-- Supplied data follows --
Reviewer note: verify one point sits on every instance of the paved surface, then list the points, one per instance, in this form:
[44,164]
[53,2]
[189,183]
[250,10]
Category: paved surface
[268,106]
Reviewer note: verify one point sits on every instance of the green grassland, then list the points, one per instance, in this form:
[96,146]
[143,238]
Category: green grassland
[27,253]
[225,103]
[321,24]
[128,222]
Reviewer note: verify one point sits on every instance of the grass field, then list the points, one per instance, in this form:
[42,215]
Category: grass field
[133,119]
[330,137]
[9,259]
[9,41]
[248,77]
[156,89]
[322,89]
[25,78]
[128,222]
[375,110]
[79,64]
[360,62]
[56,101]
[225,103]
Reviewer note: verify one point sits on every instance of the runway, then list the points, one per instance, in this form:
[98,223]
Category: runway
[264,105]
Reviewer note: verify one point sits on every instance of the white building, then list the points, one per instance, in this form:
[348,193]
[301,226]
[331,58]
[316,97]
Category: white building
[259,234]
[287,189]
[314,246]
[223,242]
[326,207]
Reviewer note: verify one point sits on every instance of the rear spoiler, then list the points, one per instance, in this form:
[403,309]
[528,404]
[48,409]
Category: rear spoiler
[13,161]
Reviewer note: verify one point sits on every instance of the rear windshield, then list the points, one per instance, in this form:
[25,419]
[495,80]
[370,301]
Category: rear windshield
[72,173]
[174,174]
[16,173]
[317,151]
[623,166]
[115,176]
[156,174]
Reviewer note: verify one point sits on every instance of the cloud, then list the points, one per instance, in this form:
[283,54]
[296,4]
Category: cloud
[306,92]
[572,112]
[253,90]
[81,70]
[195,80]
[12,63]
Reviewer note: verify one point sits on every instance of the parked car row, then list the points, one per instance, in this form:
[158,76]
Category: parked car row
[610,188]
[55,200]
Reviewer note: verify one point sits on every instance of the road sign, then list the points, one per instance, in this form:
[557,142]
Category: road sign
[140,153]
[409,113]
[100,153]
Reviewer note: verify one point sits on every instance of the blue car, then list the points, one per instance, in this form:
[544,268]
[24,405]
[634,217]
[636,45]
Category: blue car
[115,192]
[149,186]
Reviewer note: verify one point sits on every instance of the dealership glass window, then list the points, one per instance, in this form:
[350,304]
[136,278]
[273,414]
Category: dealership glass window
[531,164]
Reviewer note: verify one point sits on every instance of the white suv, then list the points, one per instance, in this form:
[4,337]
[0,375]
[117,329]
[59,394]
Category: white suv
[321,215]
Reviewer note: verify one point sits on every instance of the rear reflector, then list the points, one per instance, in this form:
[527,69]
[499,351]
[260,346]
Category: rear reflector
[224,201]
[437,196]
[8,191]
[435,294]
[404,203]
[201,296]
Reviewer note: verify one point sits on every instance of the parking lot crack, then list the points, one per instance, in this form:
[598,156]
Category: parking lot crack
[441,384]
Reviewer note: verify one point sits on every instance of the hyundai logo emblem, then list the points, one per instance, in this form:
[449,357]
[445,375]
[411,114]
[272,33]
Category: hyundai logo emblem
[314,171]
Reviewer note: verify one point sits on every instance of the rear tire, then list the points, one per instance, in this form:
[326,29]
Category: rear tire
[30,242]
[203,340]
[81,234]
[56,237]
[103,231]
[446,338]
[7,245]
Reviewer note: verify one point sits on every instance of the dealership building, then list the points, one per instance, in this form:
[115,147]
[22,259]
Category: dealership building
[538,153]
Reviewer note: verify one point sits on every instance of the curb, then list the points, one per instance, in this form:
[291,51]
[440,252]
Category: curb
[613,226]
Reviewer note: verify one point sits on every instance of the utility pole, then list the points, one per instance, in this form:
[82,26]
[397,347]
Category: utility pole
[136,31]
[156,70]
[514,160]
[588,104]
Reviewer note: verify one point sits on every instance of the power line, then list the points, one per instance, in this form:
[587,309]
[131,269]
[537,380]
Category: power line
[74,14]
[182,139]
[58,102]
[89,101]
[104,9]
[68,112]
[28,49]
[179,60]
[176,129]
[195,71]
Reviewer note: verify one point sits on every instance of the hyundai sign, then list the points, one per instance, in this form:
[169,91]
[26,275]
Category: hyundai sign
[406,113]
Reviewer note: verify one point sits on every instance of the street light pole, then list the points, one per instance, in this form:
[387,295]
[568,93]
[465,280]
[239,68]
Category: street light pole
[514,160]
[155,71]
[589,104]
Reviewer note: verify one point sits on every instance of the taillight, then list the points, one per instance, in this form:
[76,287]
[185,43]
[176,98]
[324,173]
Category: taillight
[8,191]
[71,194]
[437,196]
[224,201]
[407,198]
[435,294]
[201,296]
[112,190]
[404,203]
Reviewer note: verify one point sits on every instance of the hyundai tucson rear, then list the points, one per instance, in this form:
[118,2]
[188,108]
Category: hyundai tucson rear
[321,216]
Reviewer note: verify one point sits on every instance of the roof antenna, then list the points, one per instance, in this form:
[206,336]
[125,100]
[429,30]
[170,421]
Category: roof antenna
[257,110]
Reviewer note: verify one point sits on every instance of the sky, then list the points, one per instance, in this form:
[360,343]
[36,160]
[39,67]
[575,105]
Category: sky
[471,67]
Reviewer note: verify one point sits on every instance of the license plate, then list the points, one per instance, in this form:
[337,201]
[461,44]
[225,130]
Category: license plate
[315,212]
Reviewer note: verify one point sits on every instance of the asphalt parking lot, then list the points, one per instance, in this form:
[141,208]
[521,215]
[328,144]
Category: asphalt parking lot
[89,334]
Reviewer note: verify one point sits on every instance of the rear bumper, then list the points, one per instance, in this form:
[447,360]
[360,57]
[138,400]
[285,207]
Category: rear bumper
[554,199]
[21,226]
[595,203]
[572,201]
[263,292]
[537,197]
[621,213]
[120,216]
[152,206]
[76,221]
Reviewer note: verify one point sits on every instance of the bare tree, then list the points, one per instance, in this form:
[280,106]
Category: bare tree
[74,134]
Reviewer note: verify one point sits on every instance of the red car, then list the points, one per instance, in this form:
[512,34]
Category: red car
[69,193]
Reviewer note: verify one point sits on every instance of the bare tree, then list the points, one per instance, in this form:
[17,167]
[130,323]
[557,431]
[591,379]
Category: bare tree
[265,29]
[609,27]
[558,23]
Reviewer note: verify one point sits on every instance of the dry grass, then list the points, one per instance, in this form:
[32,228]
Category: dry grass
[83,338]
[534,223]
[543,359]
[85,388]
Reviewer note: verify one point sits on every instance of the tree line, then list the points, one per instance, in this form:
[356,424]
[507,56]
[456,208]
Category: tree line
-- Supplied data concluded --
> **Work item**
Begin with the line containing "of the tree" and retype it and each line after it through the end of the records, keeping them exact and including nothing more.

> **Solution for this exercise**
Reviewer note: verify one point sits on every instance of the tree line, then list the points, one per instance, in this form:
[356,424]
[507,56]
[456,208]
Category: tree line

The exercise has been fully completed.